_Exercise requirements_
Repeat every one of the records below word for word, in the same order.

──────────────────────────────

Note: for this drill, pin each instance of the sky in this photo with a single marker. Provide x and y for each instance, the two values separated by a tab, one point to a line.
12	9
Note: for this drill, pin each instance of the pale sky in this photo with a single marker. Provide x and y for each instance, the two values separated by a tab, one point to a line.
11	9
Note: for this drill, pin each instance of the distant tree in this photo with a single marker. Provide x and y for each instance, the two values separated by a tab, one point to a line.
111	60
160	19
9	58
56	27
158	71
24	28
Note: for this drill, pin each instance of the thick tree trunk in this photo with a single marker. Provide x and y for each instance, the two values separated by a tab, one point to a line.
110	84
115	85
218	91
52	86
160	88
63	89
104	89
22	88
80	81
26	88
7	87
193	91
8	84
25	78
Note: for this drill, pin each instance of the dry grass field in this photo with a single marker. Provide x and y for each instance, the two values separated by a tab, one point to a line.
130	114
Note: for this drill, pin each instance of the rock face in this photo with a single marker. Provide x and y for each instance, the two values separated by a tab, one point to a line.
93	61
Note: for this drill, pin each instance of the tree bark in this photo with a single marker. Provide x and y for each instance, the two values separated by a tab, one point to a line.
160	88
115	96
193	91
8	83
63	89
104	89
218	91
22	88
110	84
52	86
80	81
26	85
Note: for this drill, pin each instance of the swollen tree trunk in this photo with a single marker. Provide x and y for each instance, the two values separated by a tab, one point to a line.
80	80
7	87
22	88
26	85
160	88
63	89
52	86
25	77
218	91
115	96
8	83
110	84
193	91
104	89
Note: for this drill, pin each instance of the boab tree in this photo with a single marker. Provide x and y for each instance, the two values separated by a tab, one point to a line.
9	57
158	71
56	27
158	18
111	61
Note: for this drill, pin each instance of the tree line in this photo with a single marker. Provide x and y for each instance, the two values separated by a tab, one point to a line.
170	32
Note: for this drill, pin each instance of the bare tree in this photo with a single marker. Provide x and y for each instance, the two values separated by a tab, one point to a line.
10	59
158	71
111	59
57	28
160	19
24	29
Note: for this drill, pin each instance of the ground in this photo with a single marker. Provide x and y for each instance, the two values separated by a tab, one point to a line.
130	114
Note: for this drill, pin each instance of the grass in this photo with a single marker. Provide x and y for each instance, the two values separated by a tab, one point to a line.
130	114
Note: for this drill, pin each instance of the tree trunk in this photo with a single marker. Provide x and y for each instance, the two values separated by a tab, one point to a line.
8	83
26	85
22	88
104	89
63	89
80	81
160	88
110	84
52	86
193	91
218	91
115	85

──────────────────────────────

_Answer to the exercise_
Note: for this drill, pin each instance of the sky in this photo with a single marker. Provide x and y for each instance, the two values separated by a tab, one point to a line.
12	9
Note: for this drill, pin each instance of the pale sky in this photo with a single marker. Provide x and y for each instance, the two values separated by a tab, one point to a line.
11	9
Note: for this drill, pin each instance of the distant tree in this photo with a single marker. Provide x and y for each instance, the two values separated by a tab, one point to a line.
111	60
160	19
9	58
56	27
158	71
24	28
Note: for this drill, pin each instance of the thick tree trunk in this photo with a single marker. Provide x and y for each instance, the two values separated by a tab, one point to a line.
110	84
115	85
218	91
52	86
160	88
63	89
104	89
22	88
80	81
26	88
7	87
193	91
8	84
25	78
Note: for this drill, pin each instance of the dry grass field in this photo with a single marker. Provide x and y for each instance, the two values separated by a tab, one point to a line.
130	114
Note: for this drill, pin each instance of the rock face in this photo with a single marker. Provide x and y for each instance, the two values separated by a tab, one point to a line.
93	61
Note: for this drill, pin each instance of the tree bark in this photo with a single marker. Provide x and y for each instance, the two values separated by a tab, one point to a line.
160	88
115	96
193	91
8	83
63	89
104	89
218	91
22	88
110	84
52	86
80	81
26	85
Note: for this drill, pin each instance of the swollen tree trunk in this photo with a single marker. Provide x and y for each instance, the two values separated by a tab, one point to a line.
80	80
7	87
22	88
26	85
160	88
63	89
52	86
25	77
218	91
115	96
8	83
110	84
193	91
104	89
Note: for this drill, pin each instance of the boab tree in this photo with a single marker. Provide x and y for each instance, the two values separated by a tab, one point to a line.
9	57
158	71
56	27
158	18
111	61
Note: for this drill, pin each instance of the tree line in this photo with a single marker. Provide x and y for each instance, the two values separated by a tab, one point to a line.
170	32
Note: for this drill, pin each instance of the bare tree in this photo with a single marker. Provide x and y for each instance, the two values separated by a tab, one point to a line.
10	59
158	71
111	59
57	28
160	19
24	29
Note: for this drill, pin each instance of the ground in this photo with a single marker. Provide x and y for each instance, the two values separated by a tab, one point to a line.
130	114
Note: for this drill, pin each instance of the grass in this photo with a single marker. Provide x and y for each instance, the two values separated by a tab, one point to a line.
130	114
Note: for this drill, pin each instance of the tree trunk in this photo with a single marker. Provide x and y for each instance, the two values separated by a tab, one point to a line.
8	83
26	85
22	88
104	89
63	89
80	81
160	88
110	84
52	86
193	91
218	91
115	85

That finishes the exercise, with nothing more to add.